◆ Text excerpt:
Raceplaning must be sorted out ....

H-Squared: Home | Battery Distributor | Battery Wholesale


The weather can't decide what to do

Tuesday, 14 November 2017

"You start making progress in life when you realize you don’t always have to resume where you left off."

Robert Brault.

Walking on the Hamilton Hill

In the clipping box

It’s a mixed morning. It is certainly a bit warmer and we have already had rain and sunshine before 9 o’clock. It was lashing it down when I got here at half past five, but it had stopped before the horses pulled out at first lot. Although the sky looks black at times, we have not had any more. As you know, we are having an easy week exercise wise after the flu jabs at the weekend, and we had a good long walk and trot, followed by a very steady canter and a quiet walk back home. That has been the exercise for the vast majority of the horses, and will continue to be so for the rest of the week. My theory is that if you don’t stress them, they should absorb the injections, rather than it manifest into an outbreak. That’s my theory anyway.

Everybody is in this morning, so the flag is flying high and despite the weather, there is lots of cheerful banter.

◆ Provided material:
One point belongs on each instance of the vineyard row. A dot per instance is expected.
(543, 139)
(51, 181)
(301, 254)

---

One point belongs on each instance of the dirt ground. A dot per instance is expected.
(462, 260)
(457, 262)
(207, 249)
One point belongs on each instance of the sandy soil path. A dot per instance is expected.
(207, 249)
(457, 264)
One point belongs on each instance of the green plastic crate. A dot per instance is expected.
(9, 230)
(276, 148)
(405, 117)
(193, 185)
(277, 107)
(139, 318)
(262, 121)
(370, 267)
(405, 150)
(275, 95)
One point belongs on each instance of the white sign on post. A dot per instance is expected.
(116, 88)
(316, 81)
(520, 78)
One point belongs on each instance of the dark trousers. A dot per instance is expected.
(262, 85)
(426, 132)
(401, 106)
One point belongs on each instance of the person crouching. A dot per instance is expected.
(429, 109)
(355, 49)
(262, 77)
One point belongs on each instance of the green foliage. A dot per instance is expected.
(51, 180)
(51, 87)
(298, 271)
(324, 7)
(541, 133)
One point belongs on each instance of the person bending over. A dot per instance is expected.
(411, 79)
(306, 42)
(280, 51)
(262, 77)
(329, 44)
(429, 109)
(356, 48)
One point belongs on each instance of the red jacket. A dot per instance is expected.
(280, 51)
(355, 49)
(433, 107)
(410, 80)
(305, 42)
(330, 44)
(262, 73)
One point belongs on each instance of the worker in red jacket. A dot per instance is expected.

◆ Task instructions:
1: In the blog post, rewrite the paragraph beginning "It’s a mixed morning" as a short bulleted list that keeps its main facts.
2: List, in order, each stage of the morning's exercise described in the blog post.
3: Continue the blog post from the end of its last paragraph.

◆ Expected answers:
1:
- The morning is warmer, with both rain and sunshine before 9 o'clock.
- It was pouring at half past five but stopped before the horses pulled out at first lot. There has been no more rain, though the sky looks black at times.
- The horses are having an easy week of exercise after their flu jabs at the weekend.
- Most horses had a long walk and trot, a very steady canter and a quiet walk home. This will continue for the rest of the week.
- The theory is that horses that are not stressed should absorb the injections instead of the jabs leading to an outbreak.

2:
- A good long walk
- A trot
- A very steady canter
- A quiet walk back home

3:
Taking the hay to the steamer

It is hard to justify what happened yesterday at Kempton where the prize money was very good, but only three turned up for the Novice Hurdle and two turned up for the Novice Chase, as well as only two for the Graduation Chase. Both these chases had great prize money but nobody wanted to run and take on top horses, finish close to them and get killed in the handicap. The whole sport, whether it be flat or jumping, is becoming so top heavy that if something is not done to it, and quickly, I don’t know what will happen.

The jump boys are the only ones who want to keep Kempton as a racecourse and there is only one meeting that ever makes any money there, which could easily be moved to Sandown or Newbury. The sooner the planning permission is given and we get an all-weather track here at Newmarket, plus upgrades to Sandown and other Jockey Club holdings jumping courses, the better.

On the stud

You can see what the BHA seems to concentrate on, and they always get it wrong, in that there is more publicity about a set of silks that look like a dartboard than anything else. The estimate for it was £5,000 and it made £8,500. The other two lots failed to make the estimate and in fact one was knocked down to £1,000, so all in all it was another waste of time, although a small amount found its way to Racing Welfare.

The thing the BHA should have been doing yesterday, and failed once again, is holding the racecourses to account. They constantly tell us miss-information about ground conditions and although we have a new supposedly high powered website, the updates and communications on it are very slow. Ayr racecourse was completely caught out with their big Western Ayr Gold Cup meeting, but they have only got a warning from the BHA, rather than a massive fine or withdrawal of fixtures. It costs owners and trainers a fortune to get up there, in flights, hotel bills, transport for horses etc., but they got no recompense whatsoever. I don’t know what the three groups, The Owners Association, our National Trainers Association and the Jockeys Association are doing in this instance, but they should be going absolutely flat out to gain compensation from the racecourse. If these courses continue to get away with it, fiascos such as this one will continue.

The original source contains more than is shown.